## What you have to do
Across the material below, how many lines contain the word "gray"? Give only the number.

== Raw data

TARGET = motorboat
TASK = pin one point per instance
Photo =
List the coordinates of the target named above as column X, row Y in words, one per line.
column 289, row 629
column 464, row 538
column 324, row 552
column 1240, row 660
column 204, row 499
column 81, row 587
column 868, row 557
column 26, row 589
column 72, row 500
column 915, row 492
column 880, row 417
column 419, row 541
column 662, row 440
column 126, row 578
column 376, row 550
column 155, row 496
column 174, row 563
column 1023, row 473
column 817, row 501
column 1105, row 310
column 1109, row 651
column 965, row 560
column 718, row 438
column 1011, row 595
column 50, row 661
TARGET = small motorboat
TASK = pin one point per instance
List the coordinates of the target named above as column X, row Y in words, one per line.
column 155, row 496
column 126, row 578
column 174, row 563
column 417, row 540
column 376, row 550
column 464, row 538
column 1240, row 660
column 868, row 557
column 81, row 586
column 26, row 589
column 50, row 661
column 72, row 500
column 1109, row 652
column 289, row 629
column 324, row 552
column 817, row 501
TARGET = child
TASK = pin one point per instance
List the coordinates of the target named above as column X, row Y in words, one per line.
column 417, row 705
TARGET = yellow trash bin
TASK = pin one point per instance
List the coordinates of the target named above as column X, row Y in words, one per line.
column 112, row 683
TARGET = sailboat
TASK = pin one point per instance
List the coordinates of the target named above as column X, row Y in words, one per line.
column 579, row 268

====
== Raw data

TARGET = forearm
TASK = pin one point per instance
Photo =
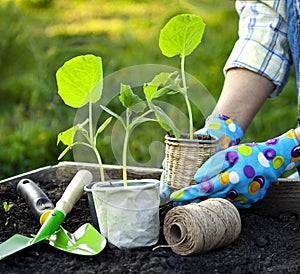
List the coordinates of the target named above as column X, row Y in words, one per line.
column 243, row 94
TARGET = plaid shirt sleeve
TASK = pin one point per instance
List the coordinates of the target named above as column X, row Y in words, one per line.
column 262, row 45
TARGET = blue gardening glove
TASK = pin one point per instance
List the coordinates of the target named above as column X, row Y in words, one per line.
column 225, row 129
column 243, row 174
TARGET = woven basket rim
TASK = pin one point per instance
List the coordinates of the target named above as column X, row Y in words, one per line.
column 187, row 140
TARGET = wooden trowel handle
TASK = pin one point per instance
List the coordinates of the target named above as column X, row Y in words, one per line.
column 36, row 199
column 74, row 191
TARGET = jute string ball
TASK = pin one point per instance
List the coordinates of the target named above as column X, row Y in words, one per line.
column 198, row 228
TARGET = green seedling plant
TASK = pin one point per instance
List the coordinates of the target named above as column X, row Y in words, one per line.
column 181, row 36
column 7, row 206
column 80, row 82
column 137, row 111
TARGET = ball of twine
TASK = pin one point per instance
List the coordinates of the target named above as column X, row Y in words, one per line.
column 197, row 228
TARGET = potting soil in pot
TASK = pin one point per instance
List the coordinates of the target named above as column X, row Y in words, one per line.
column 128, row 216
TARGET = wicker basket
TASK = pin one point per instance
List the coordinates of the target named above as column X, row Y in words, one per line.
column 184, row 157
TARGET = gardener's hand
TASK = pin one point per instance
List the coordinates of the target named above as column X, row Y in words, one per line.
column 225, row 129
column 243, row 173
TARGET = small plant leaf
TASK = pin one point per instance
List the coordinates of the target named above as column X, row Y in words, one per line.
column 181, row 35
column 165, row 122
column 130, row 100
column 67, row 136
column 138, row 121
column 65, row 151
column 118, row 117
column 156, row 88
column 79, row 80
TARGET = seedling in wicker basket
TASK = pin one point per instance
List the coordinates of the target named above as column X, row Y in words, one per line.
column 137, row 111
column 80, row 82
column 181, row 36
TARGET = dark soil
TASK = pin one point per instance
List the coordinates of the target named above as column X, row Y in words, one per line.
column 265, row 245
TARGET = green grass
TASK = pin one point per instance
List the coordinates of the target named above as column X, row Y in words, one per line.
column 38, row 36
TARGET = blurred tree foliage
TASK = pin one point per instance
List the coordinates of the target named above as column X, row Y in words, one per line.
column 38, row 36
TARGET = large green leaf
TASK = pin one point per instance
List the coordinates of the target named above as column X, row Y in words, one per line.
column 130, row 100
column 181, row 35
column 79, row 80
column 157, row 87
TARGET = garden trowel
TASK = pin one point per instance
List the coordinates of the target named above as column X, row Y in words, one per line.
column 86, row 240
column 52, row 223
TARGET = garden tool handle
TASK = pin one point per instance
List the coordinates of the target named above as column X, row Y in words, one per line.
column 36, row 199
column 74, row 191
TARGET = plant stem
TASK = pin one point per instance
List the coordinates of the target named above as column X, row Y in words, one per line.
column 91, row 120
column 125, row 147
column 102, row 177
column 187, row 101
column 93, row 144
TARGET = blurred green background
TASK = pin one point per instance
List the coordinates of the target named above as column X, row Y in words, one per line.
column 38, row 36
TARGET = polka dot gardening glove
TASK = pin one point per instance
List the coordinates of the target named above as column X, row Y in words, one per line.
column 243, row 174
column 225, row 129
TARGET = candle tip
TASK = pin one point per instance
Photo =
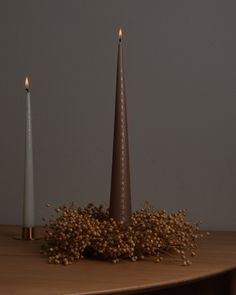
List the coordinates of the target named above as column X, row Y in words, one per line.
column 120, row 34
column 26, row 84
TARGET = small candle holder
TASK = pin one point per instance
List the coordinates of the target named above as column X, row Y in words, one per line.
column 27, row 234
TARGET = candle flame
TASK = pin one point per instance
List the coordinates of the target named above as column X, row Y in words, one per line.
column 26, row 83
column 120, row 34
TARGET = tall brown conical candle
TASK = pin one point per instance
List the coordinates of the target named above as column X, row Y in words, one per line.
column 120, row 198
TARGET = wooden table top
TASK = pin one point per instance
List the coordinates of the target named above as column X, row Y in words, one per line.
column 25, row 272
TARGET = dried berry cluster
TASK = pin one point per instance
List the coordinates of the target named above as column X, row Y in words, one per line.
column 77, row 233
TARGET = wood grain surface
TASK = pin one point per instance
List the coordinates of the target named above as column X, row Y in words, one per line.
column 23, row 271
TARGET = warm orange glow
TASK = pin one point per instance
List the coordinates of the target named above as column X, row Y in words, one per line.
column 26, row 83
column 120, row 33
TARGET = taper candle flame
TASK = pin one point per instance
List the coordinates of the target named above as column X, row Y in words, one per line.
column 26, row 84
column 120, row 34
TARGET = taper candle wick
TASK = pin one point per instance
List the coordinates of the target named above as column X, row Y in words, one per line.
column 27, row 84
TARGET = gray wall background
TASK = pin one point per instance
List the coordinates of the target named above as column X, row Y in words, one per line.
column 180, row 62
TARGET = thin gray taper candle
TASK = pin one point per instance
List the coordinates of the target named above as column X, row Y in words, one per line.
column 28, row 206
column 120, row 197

====

## Result for this exercise
2